White bread


White bread typically refers to breads made from wheat flour from which the bran and the germ layers have been removed from the whole wheatberry as part of the flour grinding or milling process, producing a light-colored flour. This milling process can give white flour a longer shelf life by removing the natural oils from the whole grain. Removing the oil allows products made with the flour, like white bread, to be stored for longer periods of time avoiding potential rancidity.
The flour used in white breads are bleached further—by the use of chemicals such as potassium bromate, azodicarbonamide, or chlorine dioxide gas to remove any slight, natural yellow shade and make its baking properties more predictable. This is banned in the EU. Some flour bleaching agents are also banned from use in other countries.
In the United States, consumers sometimes refer to white bread as sandwich bread and sandwich loaf.
White bread contains 1/2 of the magnesium found in whole-wheat bread.

History

Bread made with grass grains goes back to the pre-agriculture Natufi proto-civilization 12,000 years ago. But only wheat can feasibly be sifted to produce pure white starch, a technique that goes back to at least ancient Egypt. Because wheat was the most expensive grain to grow, and the process to sift it labor-intensive, white flour was generally limited to special occasions and the wealthy, until the mid 19th century. Then industrial processes eliminated the labor cost, allowing prices to fall until it was accessible to the middle class.
In the US, corn meal was the standard grain for bread until closing in on the 20th century, while in Europe it was other grains.
But once accessible, white bread became very popular in industrialized countries for a number of reasons:
But there was a backlash, almost immediately, from this reversal in white flour popularity. The healthism movement considered this strange new trend a threat, helping give rise to whole grain alternatives popular to this day, like graham crackers and corn flakes, which indeed have more fiber and a few extra micronutrients. Some racists claimed that white bread was, ironically, bad for white people, weakening their strength.

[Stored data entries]

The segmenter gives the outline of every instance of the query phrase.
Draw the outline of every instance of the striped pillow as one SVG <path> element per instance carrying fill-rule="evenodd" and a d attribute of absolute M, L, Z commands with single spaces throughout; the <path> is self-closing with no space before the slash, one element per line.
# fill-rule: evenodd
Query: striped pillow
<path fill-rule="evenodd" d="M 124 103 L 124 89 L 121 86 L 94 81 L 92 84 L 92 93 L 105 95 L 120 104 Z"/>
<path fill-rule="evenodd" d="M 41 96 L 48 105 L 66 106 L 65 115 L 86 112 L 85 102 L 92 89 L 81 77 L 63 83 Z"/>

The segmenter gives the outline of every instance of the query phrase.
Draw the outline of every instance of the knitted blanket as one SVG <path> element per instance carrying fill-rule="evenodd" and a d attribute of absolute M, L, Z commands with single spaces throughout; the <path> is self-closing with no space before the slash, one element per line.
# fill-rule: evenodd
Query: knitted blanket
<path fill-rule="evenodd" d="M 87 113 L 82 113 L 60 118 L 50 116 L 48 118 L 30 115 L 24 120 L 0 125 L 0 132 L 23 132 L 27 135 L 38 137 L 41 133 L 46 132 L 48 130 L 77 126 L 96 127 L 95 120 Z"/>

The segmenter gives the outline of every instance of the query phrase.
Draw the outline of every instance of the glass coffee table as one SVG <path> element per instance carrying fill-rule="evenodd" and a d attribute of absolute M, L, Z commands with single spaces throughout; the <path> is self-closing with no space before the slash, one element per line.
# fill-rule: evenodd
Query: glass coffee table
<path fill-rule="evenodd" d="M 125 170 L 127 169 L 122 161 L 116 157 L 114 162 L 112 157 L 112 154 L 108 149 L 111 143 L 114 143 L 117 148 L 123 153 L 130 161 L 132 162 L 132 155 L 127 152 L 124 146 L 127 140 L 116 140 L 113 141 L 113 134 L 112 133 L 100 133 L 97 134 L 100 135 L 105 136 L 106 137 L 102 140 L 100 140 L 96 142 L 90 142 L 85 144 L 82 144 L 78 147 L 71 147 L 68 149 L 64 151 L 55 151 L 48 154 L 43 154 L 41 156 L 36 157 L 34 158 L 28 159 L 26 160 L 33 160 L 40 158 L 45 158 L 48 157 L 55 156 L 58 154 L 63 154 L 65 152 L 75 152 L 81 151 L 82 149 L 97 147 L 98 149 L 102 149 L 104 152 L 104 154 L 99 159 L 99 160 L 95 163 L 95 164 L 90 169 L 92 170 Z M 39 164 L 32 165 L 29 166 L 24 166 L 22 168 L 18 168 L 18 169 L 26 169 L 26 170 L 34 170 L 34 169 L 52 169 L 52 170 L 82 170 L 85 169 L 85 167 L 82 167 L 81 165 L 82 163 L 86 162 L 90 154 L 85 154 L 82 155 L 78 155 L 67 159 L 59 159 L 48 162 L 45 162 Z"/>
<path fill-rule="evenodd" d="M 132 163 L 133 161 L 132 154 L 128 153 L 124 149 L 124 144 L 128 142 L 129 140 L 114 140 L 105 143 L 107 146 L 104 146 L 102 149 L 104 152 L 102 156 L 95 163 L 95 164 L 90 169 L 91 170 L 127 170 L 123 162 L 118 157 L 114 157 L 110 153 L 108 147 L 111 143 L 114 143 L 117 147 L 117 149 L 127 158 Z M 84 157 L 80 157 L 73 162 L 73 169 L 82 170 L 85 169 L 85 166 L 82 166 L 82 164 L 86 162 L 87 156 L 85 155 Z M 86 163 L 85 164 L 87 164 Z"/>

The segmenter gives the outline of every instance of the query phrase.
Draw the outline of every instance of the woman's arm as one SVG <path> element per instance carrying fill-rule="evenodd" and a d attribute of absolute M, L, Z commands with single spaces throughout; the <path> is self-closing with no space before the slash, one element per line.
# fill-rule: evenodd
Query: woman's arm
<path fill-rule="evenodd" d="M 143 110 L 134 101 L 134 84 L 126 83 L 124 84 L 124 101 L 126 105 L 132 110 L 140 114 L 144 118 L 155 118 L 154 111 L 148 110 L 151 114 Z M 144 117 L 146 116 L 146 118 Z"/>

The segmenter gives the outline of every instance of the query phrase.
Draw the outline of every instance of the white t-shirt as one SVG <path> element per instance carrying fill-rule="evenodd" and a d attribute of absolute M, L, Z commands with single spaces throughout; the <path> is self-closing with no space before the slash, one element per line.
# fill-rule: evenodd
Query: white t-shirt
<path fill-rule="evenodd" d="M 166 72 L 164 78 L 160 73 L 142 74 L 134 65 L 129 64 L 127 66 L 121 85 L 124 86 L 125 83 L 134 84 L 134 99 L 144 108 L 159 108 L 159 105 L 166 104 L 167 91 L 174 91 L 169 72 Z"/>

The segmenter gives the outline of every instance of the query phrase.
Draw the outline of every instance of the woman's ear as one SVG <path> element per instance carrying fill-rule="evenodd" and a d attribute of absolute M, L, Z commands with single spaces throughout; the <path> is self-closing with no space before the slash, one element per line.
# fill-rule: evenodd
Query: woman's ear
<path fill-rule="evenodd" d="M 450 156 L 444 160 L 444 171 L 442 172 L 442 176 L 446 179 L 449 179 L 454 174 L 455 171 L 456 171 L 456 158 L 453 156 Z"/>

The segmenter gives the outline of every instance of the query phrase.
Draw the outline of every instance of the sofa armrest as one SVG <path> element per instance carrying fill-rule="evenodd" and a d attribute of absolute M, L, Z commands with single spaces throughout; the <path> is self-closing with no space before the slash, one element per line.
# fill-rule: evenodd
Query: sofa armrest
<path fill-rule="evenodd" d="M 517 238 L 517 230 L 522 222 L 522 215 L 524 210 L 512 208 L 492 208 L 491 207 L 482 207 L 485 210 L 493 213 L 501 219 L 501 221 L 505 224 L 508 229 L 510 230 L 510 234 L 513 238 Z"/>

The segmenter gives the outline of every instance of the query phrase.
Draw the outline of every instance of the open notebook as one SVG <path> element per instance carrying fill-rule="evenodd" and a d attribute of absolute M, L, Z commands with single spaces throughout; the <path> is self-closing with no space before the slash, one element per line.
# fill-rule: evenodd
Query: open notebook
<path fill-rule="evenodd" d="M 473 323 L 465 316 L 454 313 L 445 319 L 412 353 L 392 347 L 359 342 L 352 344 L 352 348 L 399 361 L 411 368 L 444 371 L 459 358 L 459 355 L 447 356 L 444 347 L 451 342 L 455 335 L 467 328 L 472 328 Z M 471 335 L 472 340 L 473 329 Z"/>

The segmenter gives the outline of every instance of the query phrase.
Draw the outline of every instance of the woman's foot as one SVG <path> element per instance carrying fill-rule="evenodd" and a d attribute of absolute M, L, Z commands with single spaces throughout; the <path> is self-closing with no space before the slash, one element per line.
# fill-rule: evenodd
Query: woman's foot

### EXERCISES
**1)** According to the white bread text, which chemicals are used to bleach the flour in white breads?
**2)** Carry the white bread text forward, starting right after its final sentence.
The listing comes from a different source than the white bread text.

### RESPONSE LIST
**1)** Potassium bromate, azodicarbonamide and chlorine dioxide gas.

**2)**
But eventually, the revolution of white bread from elite to common popularity became symbolic of the success of industrialization and capitalism in general, especially paired with the advent of common machine bread slicing in the 1920s.
White bread has remained the most popular type of bread in the US and much of the industrialized world, despite a generational cycle of backlash against it.

White bread fortification

While a bran and wheat germ discarding milling process can help improve white flour's shelf life, it does remove nutrients like some dietary fiber, iron, B vitamins, micronutrients and essential fatty acids. Since 1941, however, fortification of white flour-based foods with some of the nutrients lost in milling, like thiamin, riboflavin, niacin, and iron was mandated by the US government in response to the vast nutrient deficiencies seen in US military recruits at the start of World War II. This fortification led to nearly universal eradication of deficiency diseases in the US, such as pellagra and beriberi and white bread continues to contain these added vitamins to this day.
Folic acid is another nutrient that some governments have mandated is added to enriched grains like white bread. In the US and Canada, these grains have been fortified with mandatory levels of folic acid since 1998 because of its important role in preventing birth defects. Since fortification began, the rate of neural tube defects has decreased by approximately one-third in the US.